**Instructions to follow:**
Write out all of the data below line for line, with no changes, and omit the pictures from your answer.

**Box annotations for photos:**
>> BEGIN
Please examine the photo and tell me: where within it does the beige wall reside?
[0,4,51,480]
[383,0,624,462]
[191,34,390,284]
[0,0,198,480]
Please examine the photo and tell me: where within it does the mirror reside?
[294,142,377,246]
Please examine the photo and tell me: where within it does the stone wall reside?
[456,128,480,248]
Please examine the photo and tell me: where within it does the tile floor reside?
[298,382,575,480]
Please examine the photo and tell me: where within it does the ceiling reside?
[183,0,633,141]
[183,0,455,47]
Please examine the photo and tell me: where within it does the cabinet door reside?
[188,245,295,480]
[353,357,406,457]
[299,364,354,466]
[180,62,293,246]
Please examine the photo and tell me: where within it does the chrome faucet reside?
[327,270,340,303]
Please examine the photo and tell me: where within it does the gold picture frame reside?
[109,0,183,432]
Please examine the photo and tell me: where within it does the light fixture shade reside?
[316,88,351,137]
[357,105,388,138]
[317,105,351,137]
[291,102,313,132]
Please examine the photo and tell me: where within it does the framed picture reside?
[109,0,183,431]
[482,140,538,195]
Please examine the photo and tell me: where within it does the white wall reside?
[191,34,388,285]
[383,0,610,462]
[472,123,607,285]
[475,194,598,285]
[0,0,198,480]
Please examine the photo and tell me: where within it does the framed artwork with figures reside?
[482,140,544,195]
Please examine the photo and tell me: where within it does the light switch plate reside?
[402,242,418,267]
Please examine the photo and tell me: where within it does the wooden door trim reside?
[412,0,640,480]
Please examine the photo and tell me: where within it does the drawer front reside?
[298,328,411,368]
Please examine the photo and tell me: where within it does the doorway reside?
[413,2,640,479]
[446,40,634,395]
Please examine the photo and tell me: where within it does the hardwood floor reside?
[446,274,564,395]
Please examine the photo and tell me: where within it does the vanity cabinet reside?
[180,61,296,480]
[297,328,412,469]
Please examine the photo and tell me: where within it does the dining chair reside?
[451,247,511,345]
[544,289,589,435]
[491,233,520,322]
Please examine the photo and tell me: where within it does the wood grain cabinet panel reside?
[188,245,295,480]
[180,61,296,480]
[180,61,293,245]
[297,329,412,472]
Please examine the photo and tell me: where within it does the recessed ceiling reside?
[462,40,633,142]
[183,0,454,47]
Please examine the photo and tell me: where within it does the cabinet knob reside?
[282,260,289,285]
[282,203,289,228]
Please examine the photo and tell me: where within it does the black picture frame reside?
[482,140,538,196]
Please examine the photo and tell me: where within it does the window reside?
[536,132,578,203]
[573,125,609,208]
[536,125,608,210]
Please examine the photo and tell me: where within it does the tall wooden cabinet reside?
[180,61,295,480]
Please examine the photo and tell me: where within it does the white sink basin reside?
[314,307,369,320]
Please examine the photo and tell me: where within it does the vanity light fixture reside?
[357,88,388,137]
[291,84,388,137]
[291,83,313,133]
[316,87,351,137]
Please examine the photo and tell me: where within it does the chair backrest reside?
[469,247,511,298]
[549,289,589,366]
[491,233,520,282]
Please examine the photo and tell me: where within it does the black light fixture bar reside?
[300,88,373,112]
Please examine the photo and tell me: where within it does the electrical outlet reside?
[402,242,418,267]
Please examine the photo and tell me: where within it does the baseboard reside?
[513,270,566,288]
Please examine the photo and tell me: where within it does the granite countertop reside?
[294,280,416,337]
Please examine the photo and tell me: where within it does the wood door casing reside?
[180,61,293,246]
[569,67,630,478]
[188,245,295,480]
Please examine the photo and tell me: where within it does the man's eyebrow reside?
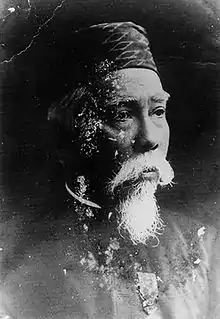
>> END
**Written answer:**
Please examine the photo and tell me: where within it does the beige wall reside?
[0,4,51,480]
[383,0,624,462]
[191,34,390,284]
[0,0,198,480]
Please examine the photo and tell me: where within it does the mirror reside?
[294,142,377,246]
Please examine the photo and tell me: where within it does the stone wall reside?
[456,128,480,248]
Please examine the photo and tell me: where within it does the tile floor reside?
[298,382,575,480]
Please examine the photo and tell me: where within it does the ceiling reside?
[183,0,633,141]
[183,0,455,47]
Please examine the photo and tell me: where within it does the cabinet door reside?
[188,245,295,480]
[353,357,406,457]
[299,364,354,466]
[180,62,293,246]
Please examine the photo and tell me: where within it does the chrome faucet reside?
[327,270,340,303]
Please examine the photo and tell me: where within it does the gold picture frame reside?
[109,0,183,432]
Please examine the photo and tell me: where within it does the light fixture shade reside?
[316,88,351,137]
[357,105,388,138]
[317,105,351,137]
[291,102,313,132]
Please examine the photo and tell me: where within it does the framed picture reside?
[109,0,183,431]
[482,140,538,195]
Please examine the photo and tell me: where within it does the white wall reside?
[191,34,388,285]
[383,0,610,462]
[472,123,607,285]
[475,194,598,285]
[0,0,198,480]
Please examine the photo and tell me: where within it does the framed artwork with figures reside?
[482,140,544,195]
Please examine the photo and tell me: where within it does the light switch plate reside?
[402,242,418,267]
Please examine the photo and tell me: where within it does the wooden door trim reside?
[412,0,640,480]
Please examine the photo and tell me: where within it does the drawer front reside?
[298,328,411,368]
Please examine the photo and tell me: where within it does the doorway reside?
[413,2,640,479]
[446,40,634,395]
Please examine the photo and tell me: where within it does the hardwood floor reside?
[446,274,564,395]
Please examine the photo and tell me: where within it does the vanity cabinet reside?
[180,61,296,480]
[297,328,412,469]
Please examine the photo and tell me: where within it does the dining chair reside?
[451,247,511,345]
[544,289,589,435]
[491,233,520,322]
Please examine the photo and tell me: where within it does the wood grain cabinet panel reside?
[188,245,295,480]
[180,61,296,480]
[180,61,293,245]
[297,329,412,472]
Please examine the photo and tell me: where within it does the recessed ceiling reside?
[462,40,633,142]
[183,0,454,47]
Please examine the photo and tell me: where within it does the cabinet knob reside?
[282,260,289,285]
[282,203,289,228]
Please examine the photo and tell me: where within it does the black picture frame reside?
[482,140,538,196]
Please examine the photo and tell me: where within it does the window reside?
[536,132,578,203]
[573,125,609,208]
[536,125,608,210]
Please examine the photo and tell me: where within it does the tall wooden cabinet reside?
[180,61,295,480]
Please examine the photo and tell me: where within it does the white sink basin reside?
[314,307,369,320]
Please examine the photo and tell me: where within it does the vanity light fixture reside?
[357,88,388,137]
[291,84,388,137]
[291,83,313,133]
[316,87,351,137]
Please examine the photo and tell me: where within it does the chair backrest reside?
[469,247,511,298]
[549,289,589,366]
[491,233,520,282]
Please examine the photo and tell me: where within it does the black light fixture bar reside?
[300,88,373,112]
Please examine the photo and tell me: where within it does the electrical outlet reside?
[402,242,418,267]
Please examine the photo and tell me: where within it does the baseboard reside?
[513,270,566,288]
Please examine the photo and tell me: where within it does the granite countertop reside?
[294,280,416,337]
Please examine the photo and tell me: where within it does the wood door casing reside?
[180,61,293,246]
[569,67,630,478]
[188,245,295,480]
Please examine the photo and tell me: where within it does the man's eyebrow reside?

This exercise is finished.